* Exercise *
Retype all of the data. Every line must match exactly.

* Data excerpts *

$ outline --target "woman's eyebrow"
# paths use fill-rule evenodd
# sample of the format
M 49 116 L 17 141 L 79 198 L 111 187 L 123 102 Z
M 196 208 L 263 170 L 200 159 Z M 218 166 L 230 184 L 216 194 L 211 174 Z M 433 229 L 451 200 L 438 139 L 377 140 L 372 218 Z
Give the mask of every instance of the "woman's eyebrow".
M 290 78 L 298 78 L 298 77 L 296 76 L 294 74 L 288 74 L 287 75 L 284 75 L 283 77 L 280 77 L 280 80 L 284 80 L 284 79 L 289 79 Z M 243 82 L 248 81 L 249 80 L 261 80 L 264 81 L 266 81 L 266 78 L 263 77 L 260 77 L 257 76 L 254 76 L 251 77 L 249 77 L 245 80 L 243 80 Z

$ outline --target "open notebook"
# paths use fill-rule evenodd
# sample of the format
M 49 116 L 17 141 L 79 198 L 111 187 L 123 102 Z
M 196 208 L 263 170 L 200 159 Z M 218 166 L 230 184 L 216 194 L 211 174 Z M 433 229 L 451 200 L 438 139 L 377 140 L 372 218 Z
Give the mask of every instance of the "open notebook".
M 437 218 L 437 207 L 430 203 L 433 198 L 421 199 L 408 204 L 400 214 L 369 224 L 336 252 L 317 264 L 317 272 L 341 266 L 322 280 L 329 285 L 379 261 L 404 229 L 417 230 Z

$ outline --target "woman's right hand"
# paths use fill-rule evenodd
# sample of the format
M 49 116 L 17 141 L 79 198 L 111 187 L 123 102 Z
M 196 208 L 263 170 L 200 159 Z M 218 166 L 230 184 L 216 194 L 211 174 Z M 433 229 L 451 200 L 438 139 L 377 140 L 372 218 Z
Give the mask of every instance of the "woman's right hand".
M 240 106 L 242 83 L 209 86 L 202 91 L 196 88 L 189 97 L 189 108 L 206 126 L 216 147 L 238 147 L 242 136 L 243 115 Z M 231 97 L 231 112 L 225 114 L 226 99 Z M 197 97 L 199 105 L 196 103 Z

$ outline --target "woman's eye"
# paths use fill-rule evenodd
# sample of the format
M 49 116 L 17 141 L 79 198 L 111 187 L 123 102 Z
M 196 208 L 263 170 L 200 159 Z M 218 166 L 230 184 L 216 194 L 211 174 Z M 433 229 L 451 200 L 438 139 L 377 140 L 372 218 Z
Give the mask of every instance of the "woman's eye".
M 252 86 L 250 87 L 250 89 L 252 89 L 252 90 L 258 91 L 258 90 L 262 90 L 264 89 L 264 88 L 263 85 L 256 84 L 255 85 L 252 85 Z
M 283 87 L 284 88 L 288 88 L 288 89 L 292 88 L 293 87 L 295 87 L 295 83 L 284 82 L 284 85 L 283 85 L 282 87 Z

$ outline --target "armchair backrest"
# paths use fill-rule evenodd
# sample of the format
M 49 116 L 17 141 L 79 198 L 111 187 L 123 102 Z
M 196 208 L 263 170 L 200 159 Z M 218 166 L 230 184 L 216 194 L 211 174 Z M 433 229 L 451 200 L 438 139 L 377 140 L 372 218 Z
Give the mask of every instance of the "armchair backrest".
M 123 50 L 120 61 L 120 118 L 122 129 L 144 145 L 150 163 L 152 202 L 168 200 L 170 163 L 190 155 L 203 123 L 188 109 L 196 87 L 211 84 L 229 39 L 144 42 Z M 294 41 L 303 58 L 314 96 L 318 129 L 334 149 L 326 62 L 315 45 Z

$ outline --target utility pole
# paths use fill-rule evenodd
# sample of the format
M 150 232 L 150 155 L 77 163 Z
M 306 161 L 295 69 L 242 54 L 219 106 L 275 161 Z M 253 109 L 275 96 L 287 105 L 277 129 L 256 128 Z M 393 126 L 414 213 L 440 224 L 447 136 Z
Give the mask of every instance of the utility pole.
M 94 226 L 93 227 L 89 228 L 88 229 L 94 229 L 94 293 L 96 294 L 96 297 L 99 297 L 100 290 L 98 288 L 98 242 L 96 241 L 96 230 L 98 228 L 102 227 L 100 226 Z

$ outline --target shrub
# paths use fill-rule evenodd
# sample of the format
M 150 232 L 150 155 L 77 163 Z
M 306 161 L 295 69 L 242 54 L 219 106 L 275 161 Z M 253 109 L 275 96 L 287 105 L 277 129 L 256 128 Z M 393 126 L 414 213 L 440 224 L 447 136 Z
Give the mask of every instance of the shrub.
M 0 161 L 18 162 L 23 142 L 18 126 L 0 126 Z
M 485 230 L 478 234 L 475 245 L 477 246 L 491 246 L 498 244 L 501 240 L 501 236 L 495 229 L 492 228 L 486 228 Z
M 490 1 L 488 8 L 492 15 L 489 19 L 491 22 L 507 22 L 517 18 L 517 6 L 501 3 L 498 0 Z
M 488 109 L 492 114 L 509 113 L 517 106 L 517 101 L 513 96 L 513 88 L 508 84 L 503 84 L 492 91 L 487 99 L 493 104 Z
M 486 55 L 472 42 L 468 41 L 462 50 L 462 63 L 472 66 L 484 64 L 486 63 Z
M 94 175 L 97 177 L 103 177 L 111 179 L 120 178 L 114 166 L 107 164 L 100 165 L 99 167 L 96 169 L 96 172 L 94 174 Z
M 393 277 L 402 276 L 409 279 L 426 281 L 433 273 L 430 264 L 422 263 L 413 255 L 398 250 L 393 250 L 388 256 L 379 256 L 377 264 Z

* Written solution *
$ outline --target "woman's eyebrow"
# paths use fill-rule evenodd
# sample of the format
M 49 116 L 17 141 L 79 198 L 111 187 L 123 102 Z
M 196 208 L 263 170 L 200 159 Z M 218 166 L 230 184 L 216 194 L 211 174 Z M 433 229 L 451 200 L 438 139 L 377 140 L 372 218 Z
Give the mask of every instance of the "woman's eyebrow".
M 290 78 L 298 78 L 298 77 L 296 76 L 294 74 L 288 74 L 287 75 L 284 75 L 283 77 L 280 77 L 280 80 L 284 80 L 284 79 L 289 79 Z M 243 82 L 248 81 L 249 80 L 261 80 L 264 81 L 266 81 L 266 78 L 263 77 L 260 77 L 257 76 L 254 76 L 251 77 L 249 77 L 245 80 L 243 80 Z

$ outline --target "open notebook"
# paths use fill-rule evenodd
# sample of the format
M 49 116 L 17 141 L 79 198 L 111 187 L 123 102 Z
M 196 208 L 263 170 L 200 159 Z M 218 166 L 230 184 L 216 194 L 211 174 Z M 433 229 L 451 200 L 438 139 L 377 140 L 372 218 Z
Give the mask of every instance of the "open notebook".
M 437 218 L 437 207 L 430 203 L 433 198 L 421 199 L 408 204 L 400 214 L 369 224 L 336 252 L 317 264 L 317 272 L 341 266 L 322 280 L 329 285 L 379 261 L 404 229 L 417 230 Z

$ outline --target "woman's right hand"
# paths use fill-rule evenodd
# sample of the format
M 49 116 L 17 141 L 79 198 L 111 187 L 123 102 Z
M 196 208 L 263 170 L 200 159 Z M 218 166 L 230 184 L 216 194 L 211 174 Z M 433 229 L 451 200 L 438 139 L 377 140 L 372 218 Z
Give the mask of every instance of the "woman's right hand".
M 240 106 L 242 83 L 209 86 L 202 91 L 196 88 L 189 97 L 189 108 L 206 126 L 216 147 L 238 147 L 242 136 L 243 115 Z M 231 97 L 231 112 L 225 114 L 226 99 Z M 197 97 L 199 105 L 196 103 Z

$ outline --target "woman's eye"
# paths use fill-rule evenodd
# sample of the format
M 49 116 L 17 141 L 79 198 L 111 187 L 123 102 Z
M 196 208 L 263 170 L 200 159 Z M 218 166 L 230 184 L 216 194 L 211 174 Z M 433 229 L 451 200 L 438 139 L 377 140 L 372 218 Z
Give the mask of every instance of the "woman's eye".
M 252 86 L 250 87 L 250 89 L 252 89 L 252 90 L 258 91 L 258 90 L 262 90 L 264 89 L 264 88 L 263 85 L 256 84 L 255 85 L 252 85 Z
M 283 87 L 284 88 L 288 88 L 288 89 L 292 88 L 293 87 L 295 87 L 295 83 L 284 82 L 284 85 L 283 85 L 282 87 Z

$ outline --target "armchair backrest"
# paths use fill-rule evenodd
# sample of the format
M 49 116 L 17 141 L 79 198 L 111 187 L 123 102 Z
M 196 208 L 263 170 L 200 159 Z M 218 166 L 230 184 L 216 194 L 211 174 Z M 433 229 L 451 200 L 438 139 L 377 140 L 372 218 Z
Give the mask of every instance of the "armchair backrest".
M 123 50 L 120 61 L 120 118 L 122 129 L 144 145 L 150 163 L 152 202 L 168 200 L 170 163 L 190 155 L 203 123 L 188 109 L 196 87 L 211 84 L 229 39 L 144 42 Z M 294 41 L 303 58 L 314 96 L 318 129 L 334 149 L 326 62 L 315 45 Z

$ outline --target utility pole
# paths use fill-rule evenodd
# sample of the format
M 150 232 L 150 155 L 77 163 Z
M 306 161 L 295 69 L 242 54 L 219 106 L 275 161 Z M 253 109 L 275 96 L 287 105 L 277 129 L 256 128 Z M 393 126 L 414 213 L 440 224 L 447 136 Z
Give the mask of every instance of the utility pole.
M 94 226 L 93 227 L 89 228 L 88 229 L 94 229 L 94 293 L 96 294 L 96 297 L 99 297 L 100 290 L 98 288 L 98 242 L 96 241 L 96 230 L 98 228 L 102 227 L 100 226 Z

$ outline --target shrub
# paths use fill-rule evenodd
# sample of the format
M 150 232 L 150 155 L 77 163 Z
M 306 161 L 295 69 L 242 54 L 219 106 L 275 161 Z M 253 109 L 275 96 L 287 105 L 277 129 L 256 128 Z M 393 126 L 414 213 L 440 224 L 447 136 Z
Give the mask of every instance of the shrub.
M 0 161 L 18 162 L 23 142 L 18 126 L 0 126 Z
M 485 230 L 478 234 L 475 245 L 477 246 L 491 246 L 498 244 L 501 240 L 501 236 L 495 229 L 492 228 L 486 228 Z
M 490 1 L 488 8 L 492 15 L 489 19 L 491 22 L 507 22 L 517 18 L 517 6 L 501 3 L 498 0 Z
M 488 109 L 492 114 L 509 113 L 517 106 L 517 101 L 513 96 L 513 88 L 508 84 L 503 84 L 492 91 L 487 99 L 493 104 Z
M 486 55 L 472 42 L 468 41 L 462 50 L 462 63 L 472 66 L 484 64 L 486 63 Z
M 94 175 L 97 177 L 103 177 L 111 179 L 120 178 L 114 166 L 107 164 L 100 165 L 99 167 L 96 169 L 96 172 L 94 174 Z
M 393 277 L 402 276 L 409 279 L 426 281 L 433 273 L 430 264 L 422 263 L 413 255 L 398 250 L 393 250 L 388 256 L 379 256 L 377 264 Z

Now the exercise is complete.